■ Gegeven tekst ■
#####

Bij sommige contracten heeft een klant alleen op bepaalde momenten tijdens de duur van het contract het recht het contract te beëindigen of heeft een klant niet het recht om het contract te beëindigen. Als een klant overgaat tot beëindiging van een contract zonder het recht te hebben het contract te beëindigen op dat moment (inclusief wanneer een klant zijn verplichtingen niet nakomt zoals beloofd), kan de entiteit contractueel (of wettelijk) het recht hebben aan de klant de in het contract beloofde goederen of diensten te blijven overdragen en de klant te verplichten de in ruil voor die goederen of diensten beloofde vergoeding te betalen. In dat geval heeft een entiteit recht op betaling voor reeds verrichte prestaties omdat de entiteit het recht heeft zijn verplichtingen te blijven nakomen in overeenstemming met het contract en de klant te verplichten zijn verplichtingen (inclusief betaling van de beloofde vergoeding) na te komen.

B12

Bij het beoordelen van het bestaan en de afdwingbaarheid van een recht op betaling voor reeds verrichte prestaties moet een entiteit de contractuele voorwaarden en alle wetgeving of juridische precedenten in aanmerking nemen die die contractuele voorwaarden kunnen aanvullen of er voorrang op kunnen hebben. Dit zou een beoordeling omvatten:

a)

of wetgeving, administratieve praktijken of juridische precedenten de entiteit het recht verlenen betaald te worden voor reeds verrichte prestaties, ook al is dat recht niet in het contract met de klant bepaald;

b)

of uit relevante juridische precedenten blijkt dat vergelijkbare rechten om voor reeds verrichte prestaties te worden betaald in vergelijkbare contracten geen bindende rechtskracht hebben; dan wel

c)

#####

■ Collectie-items ■
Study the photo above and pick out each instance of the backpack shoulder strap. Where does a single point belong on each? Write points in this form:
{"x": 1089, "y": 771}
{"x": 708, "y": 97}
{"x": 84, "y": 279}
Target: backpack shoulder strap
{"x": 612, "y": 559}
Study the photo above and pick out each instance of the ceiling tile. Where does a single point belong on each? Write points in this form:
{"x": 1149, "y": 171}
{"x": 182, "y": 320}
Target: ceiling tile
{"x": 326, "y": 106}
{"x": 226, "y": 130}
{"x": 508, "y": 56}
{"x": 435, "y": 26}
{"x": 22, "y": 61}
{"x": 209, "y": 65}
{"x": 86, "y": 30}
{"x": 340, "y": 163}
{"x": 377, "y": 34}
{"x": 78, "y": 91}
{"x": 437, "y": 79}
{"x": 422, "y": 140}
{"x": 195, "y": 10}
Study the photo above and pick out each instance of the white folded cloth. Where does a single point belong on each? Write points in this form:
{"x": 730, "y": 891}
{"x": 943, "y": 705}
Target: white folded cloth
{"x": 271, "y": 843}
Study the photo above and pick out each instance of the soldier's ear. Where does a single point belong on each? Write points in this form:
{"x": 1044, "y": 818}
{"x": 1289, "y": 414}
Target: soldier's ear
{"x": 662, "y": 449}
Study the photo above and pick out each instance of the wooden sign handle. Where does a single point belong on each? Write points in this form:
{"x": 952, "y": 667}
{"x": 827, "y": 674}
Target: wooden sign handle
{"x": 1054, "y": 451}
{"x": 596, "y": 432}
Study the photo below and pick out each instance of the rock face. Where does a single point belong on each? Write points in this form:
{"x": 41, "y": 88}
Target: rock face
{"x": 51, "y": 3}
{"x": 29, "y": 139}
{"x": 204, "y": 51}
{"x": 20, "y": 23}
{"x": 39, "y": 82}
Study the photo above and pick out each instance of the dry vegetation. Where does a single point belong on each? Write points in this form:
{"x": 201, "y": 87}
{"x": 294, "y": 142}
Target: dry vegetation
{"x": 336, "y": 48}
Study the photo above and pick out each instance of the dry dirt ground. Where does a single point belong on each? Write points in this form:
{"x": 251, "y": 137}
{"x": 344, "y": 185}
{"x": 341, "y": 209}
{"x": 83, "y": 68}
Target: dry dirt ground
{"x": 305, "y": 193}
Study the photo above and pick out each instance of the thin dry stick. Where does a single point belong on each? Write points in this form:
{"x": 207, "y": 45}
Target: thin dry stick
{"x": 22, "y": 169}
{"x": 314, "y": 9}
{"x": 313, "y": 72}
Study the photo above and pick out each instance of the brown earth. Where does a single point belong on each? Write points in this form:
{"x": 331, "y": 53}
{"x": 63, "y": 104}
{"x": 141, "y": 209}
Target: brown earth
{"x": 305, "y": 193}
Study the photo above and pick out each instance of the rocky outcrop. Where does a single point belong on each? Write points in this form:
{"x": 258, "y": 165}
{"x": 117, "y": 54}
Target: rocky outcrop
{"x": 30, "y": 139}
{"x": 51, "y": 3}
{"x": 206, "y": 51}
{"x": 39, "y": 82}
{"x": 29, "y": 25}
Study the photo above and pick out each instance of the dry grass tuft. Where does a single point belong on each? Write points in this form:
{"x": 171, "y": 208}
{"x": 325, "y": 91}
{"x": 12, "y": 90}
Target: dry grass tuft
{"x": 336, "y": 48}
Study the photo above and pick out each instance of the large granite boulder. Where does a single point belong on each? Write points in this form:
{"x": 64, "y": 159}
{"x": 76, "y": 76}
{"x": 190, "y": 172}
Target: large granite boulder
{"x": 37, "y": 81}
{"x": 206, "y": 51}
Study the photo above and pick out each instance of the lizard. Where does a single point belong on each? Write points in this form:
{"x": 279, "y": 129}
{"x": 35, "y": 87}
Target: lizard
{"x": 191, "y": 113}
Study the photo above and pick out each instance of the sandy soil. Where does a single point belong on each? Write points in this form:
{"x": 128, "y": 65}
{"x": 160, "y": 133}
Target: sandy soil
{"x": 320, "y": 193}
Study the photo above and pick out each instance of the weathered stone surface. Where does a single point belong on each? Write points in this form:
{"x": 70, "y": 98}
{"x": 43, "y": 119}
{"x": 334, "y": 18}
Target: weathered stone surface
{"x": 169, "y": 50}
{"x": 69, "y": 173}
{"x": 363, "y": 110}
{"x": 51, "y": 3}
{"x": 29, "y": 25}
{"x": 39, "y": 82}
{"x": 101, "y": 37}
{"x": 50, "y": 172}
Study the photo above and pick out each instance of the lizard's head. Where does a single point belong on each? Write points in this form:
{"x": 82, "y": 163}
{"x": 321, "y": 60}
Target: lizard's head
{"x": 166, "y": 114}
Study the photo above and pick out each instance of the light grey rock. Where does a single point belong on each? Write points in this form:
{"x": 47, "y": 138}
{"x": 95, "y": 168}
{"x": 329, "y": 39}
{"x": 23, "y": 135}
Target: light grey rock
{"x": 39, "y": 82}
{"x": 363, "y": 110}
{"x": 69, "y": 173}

#####

■ Takenlijst ■
a – Leg in één tot drie zinnen uit waarom een entiteit volgens de tekst over contractbeëindiging recht op betaling heeft voor reeds verrichte prestaties wanneer een klant het contract beëindigt zonder daar op dat moment het recht toe te hebben.
b – Bewerk in de records het stuk van de regel met "of the light" tot en met het einde van de records: zet overal "light grey rock" om in "dark grey rock" en houd al het andere gelijk. Geef alleen dat stuk terug.
De tekst en de records hebben elk een andere herkomst.

■ De antwoorden ■
a – De entiteit heeft dan recht op betaling omdat zij het recht heeft haar verplichtingen volgens het contract te blijven nakomen. Ook mag zij de klant verplichten zijn verplichtingen na te komen, met inbegrip van betaling van de beloofde vergoeding.

b –
Study the photo above and pick out each instance of the dark grey rock. Where does a single point belong on each? Write points in this form:
{"x": 47, "y": 138}
{"x": 95, "y": 168}
{"x": 329, "y": 39}
{"x": 23, "y": 135}
Target: dark grey rock
{"x": 39, "y": 82}
{"x": 363, "y": 110}
{"x": 69, "y": 173}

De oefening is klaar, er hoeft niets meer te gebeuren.